Problem description
Give again, word for word, each line below starting at the one that contains "Return the exact" and ending at the one that contains "positive clicks: (67, 210)".

Records drawn from a dataset
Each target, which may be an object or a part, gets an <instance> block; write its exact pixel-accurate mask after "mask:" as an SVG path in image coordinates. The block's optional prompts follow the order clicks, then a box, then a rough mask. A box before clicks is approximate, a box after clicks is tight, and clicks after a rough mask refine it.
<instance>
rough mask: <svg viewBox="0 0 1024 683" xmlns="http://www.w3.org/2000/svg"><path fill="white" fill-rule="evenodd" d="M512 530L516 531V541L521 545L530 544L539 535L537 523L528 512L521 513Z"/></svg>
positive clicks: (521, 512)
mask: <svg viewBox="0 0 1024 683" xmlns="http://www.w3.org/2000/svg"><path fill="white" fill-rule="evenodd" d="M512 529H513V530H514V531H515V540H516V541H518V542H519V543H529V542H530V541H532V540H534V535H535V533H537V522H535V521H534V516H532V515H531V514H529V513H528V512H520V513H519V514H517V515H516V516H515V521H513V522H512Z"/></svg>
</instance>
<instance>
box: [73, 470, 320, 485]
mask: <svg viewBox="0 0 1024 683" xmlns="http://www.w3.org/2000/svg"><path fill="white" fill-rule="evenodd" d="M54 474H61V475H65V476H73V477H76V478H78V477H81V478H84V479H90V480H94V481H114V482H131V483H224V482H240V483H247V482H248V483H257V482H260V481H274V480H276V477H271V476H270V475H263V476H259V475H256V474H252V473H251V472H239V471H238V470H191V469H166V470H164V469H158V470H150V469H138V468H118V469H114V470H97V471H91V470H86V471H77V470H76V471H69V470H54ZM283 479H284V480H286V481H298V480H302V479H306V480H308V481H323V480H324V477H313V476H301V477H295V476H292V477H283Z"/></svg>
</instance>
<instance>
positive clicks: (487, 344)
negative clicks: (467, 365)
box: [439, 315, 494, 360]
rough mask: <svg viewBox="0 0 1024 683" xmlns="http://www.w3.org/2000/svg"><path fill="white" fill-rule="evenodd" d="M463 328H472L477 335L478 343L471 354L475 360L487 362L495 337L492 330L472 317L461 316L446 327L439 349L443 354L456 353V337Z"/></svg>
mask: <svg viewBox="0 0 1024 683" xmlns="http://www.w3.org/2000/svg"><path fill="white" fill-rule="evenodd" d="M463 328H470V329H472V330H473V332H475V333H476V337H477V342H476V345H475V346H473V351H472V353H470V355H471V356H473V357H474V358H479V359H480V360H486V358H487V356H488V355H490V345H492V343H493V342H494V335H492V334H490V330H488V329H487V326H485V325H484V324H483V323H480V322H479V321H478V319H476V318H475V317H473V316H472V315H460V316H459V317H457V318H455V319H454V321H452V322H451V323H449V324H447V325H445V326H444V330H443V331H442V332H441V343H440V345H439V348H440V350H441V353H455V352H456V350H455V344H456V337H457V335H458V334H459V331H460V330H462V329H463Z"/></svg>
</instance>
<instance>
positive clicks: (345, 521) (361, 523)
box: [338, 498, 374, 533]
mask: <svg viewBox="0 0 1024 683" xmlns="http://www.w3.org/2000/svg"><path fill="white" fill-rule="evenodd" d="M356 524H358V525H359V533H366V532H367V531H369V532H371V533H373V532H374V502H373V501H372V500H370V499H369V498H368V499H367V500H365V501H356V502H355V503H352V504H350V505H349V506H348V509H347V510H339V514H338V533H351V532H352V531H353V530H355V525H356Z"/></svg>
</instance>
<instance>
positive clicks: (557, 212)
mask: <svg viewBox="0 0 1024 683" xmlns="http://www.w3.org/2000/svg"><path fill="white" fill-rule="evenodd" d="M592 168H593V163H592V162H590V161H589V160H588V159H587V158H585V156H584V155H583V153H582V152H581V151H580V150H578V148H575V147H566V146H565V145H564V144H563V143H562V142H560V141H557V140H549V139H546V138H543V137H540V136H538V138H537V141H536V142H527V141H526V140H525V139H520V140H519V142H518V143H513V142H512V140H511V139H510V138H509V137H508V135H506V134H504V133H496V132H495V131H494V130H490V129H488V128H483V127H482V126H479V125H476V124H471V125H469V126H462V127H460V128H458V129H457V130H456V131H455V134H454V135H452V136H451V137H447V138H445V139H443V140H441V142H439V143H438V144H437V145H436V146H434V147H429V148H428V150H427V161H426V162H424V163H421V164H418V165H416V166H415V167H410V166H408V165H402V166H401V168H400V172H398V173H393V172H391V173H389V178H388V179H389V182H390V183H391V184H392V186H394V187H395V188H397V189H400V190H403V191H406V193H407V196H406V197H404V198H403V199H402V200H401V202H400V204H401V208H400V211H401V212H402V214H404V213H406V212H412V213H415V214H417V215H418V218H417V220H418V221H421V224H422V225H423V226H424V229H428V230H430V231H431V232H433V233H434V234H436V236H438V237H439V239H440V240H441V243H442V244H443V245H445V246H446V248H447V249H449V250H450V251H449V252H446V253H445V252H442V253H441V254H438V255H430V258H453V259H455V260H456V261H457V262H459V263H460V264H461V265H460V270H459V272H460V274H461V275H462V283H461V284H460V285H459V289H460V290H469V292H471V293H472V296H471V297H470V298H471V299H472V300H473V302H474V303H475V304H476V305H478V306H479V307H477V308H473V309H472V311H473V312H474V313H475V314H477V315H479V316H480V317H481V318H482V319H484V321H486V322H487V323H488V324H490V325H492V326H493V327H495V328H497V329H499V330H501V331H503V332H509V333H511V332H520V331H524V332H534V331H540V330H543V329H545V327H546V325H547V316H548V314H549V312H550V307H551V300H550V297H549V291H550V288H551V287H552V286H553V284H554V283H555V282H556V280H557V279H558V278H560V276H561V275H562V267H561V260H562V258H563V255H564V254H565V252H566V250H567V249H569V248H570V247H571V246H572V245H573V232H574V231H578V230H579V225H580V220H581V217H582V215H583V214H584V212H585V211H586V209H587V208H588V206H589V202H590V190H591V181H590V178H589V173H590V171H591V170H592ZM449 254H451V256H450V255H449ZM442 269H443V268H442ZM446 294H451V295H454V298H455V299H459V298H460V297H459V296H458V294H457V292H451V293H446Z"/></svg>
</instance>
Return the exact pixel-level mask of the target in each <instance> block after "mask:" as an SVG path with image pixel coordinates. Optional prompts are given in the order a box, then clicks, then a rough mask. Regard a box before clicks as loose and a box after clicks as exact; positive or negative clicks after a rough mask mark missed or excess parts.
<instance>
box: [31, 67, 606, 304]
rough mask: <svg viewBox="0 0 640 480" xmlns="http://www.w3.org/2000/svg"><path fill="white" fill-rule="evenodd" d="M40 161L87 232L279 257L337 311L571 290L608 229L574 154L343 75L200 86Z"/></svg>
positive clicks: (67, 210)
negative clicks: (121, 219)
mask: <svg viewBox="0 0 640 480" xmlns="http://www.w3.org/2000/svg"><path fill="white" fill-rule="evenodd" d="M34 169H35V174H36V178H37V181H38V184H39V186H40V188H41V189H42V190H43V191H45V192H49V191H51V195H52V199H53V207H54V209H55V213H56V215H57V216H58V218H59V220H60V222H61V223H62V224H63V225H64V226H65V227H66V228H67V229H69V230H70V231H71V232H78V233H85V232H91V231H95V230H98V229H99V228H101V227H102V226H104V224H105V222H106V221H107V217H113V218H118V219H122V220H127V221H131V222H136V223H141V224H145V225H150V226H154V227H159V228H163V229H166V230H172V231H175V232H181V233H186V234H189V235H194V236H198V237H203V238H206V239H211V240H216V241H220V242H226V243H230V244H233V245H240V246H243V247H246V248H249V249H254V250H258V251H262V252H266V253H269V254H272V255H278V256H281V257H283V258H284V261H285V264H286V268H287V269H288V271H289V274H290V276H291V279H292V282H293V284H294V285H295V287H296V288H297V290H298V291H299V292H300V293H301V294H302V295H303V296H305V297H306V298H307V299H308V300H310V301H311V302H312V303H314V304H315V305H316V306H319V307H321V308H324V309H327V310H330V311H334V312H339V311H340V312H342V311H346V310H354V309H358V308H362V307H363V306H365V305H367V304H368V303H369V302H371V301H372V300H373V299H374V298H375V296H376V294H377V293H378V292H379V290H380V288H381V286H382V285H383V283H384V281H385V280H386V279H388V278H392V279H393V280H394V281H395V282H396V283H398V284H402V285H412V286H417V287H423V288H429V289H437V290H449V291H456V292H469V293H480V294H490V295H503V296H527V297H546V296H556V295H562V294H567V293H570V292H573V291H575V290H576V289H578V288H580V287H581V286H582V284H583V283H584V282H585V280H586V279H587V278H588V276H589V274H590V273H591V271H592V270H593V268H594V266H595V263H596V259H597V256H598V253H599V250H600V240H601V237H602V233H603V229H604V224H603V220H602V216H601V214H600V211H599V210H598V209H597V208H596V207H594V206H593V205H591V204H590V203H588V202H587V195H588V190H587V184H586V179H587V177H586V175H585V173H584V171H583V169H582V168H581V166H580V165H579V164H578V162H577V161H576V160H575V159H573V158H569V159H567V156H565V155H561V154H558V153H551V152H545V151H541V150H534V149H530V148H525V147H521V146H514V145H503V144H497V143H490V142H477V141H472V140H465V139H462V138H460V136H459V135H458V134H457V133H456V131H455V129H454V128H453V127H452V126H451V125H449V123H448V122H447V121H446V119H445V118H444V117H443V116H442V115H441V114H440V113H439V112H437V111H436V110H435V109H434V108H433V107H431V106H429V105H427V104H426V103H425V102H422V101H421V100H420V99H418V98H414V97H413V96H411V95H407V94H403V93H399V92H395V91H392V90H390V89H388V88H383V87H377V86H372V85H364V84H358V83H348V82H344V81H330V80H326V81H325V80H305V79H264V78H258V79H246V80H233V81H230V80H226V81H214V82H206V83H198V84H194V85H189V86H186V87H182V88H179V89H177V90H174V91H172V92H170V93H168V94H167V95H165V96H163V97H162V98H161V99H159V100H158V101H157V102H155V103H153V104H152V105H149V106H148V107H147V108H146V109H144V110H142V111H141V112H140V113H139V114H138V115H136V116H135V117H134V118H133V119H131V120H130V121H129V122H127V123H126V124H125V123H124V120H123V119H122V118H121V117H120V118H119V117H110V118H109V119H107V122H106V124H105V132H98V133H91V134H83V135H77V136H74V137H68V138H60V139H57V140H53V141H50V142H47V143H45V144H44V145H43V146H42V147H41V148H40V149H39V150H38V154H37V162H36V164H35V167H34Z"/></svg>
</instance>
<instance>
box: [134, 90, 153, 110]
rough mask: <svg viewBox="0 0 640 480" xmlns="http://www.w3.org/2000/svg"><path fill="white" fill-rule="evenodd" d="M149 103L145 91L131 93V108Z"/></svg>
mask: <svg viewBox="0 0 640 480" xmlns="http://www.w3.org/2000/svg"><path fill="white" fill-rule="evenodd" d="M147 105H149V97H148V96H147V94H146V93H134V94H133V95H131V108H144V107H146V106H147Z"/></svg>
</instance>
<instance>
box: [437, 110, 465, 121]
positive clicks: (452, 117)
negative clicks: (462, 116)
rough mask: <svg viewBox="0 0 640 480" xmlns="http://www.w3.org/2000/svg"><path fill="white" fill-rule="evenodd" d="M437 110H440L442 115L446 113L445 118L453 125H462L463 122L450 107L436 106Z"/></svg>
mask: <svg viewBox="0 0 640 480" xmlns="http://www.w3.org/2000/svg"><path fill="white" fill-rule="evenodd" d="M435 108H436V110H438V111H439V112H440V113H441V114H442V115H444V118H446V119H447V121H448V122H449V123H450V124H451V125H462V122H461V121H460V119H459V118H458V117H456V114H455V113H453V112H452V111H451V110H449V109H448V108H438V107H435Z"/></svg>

Answer box
Return the exact pixel-level mask of the target in each <instance> block after "mask:" as an SVG path with image pixel coordinates. Optional prompts are given in the order a box, then clicks, then a rough mask. Regard a box before clicks as loose and a box after clicks as exact; positive or negative clicks after a rough mask mark missed or excess parts.
<instance>
box: [31, 67, 606, 304]
rough mask: <svg viewBox="0 0 640 480" xmlns="http://www.w3.org/2000/svg"><path fill="white" fill-rule="evenodd" d="M40 161L87 232L279 257L337 311L571 290L608 229L574 154L343 75L200 86Z"/></svg>
positive clicks: (67, 210)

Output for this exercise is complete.